#### Task to complete
Report how many lines of the listing below contain the word "wall", counting only matches with the same letter case, and give only that number.

#### Data for processing
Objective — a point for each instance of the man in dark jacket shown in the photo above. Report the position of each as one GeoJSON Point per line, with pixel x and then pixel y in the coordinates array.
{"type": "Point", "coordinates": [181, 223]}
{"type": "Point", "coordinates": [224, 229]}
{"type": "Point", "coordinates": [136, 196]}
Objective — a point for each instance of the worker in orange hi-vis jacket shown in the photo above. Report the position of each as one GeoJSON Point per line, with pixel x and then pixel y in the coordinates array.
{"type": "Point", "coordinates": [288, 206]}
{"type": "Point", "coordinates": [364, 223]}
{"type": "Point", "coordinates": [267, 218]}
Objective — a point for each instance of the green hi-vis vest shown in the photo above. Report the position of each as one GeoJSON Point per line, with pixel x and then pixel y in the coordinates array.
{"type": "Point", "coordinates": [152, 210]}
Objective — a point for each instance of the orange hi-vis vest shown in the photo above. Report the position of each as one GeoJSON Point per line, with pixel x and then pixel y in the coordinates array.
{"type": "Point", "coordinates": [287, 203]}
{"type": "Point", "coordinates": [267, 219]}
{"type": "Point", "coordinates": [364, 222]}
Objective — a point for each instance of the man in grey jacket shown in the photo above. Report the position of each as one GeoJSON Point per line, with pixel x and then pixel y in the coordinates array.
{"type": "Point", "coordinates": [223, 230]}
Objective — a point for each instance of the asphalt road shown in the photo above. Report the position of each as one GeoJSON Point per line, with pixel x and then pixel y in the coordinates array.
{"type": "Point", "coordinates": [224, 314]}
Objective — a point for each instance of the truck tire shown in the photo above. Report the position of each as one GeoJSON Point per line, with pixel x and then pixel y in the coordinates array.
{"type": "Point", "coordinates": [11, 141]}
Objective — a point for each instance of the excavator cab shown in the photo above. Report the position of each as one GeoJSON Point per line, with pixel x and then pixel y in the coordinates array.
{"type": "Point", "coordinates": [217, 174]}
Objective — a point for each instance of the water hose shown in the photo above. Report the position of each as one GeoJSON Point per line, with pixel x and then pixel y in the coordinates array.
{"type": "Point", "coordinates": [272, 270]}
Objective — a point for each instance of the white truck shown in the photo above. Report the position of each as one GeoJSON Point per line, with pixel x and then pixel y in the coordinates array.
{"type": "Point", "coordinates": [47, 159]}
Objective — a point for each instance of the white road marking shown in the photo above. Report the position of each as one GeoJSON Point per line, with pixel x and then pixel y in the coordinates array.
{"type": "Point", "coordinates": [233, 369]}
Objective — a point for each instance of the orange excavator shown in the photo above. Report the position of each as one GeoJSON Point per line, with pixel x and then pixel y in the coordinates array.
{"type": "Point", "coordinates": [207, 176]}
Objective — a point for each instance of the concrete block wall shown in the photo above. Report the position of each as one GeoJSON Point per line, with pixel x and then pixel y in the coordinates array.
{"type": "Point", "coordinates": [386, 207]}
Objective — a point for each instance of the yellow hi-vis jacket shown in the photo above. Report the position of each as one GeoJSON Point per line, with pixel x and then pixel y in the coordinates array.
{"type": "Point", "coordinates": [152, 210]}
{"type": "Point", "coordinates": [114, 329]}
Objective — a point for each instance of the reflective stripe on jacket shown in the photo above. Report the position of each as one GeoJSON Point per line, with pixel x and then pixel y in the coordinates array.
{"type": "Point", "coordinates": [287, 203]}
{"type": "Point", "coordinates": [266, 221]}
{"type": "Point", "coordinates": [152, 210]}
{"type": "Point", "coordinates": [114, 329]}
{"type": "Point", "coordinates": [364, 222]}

---

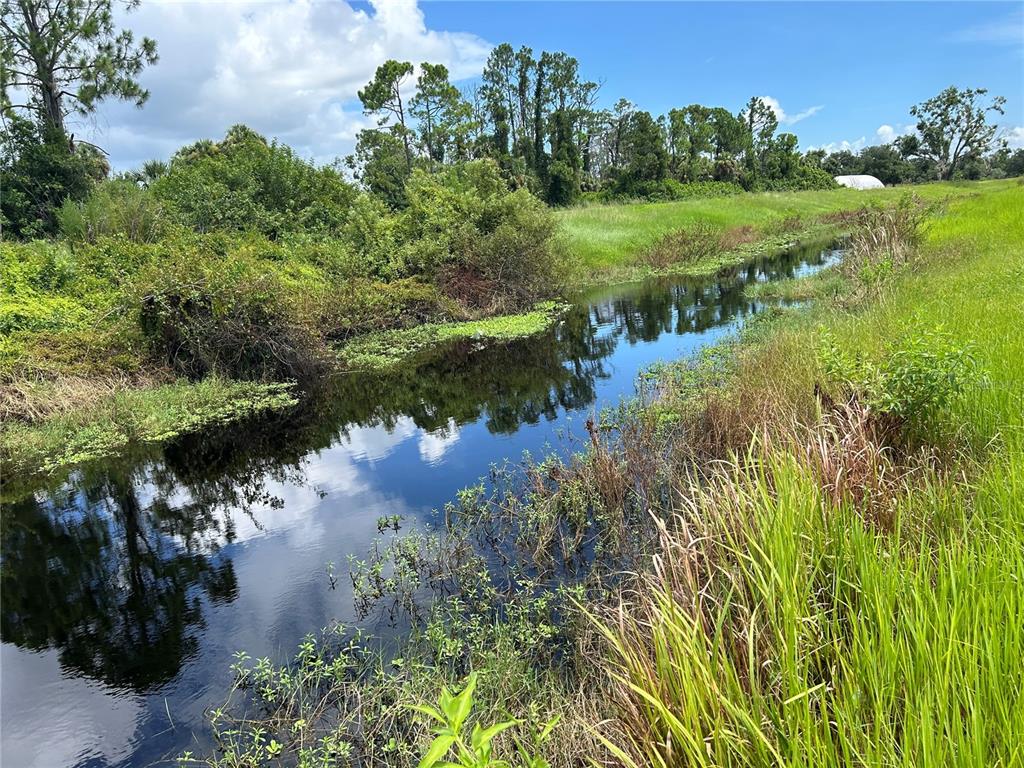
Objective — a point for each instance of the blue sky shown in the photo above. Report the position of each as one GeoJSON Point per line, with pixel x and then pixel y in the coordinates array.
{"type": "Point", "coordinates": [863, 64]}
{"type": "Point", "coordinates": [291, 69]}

#### Answer to this exercise
1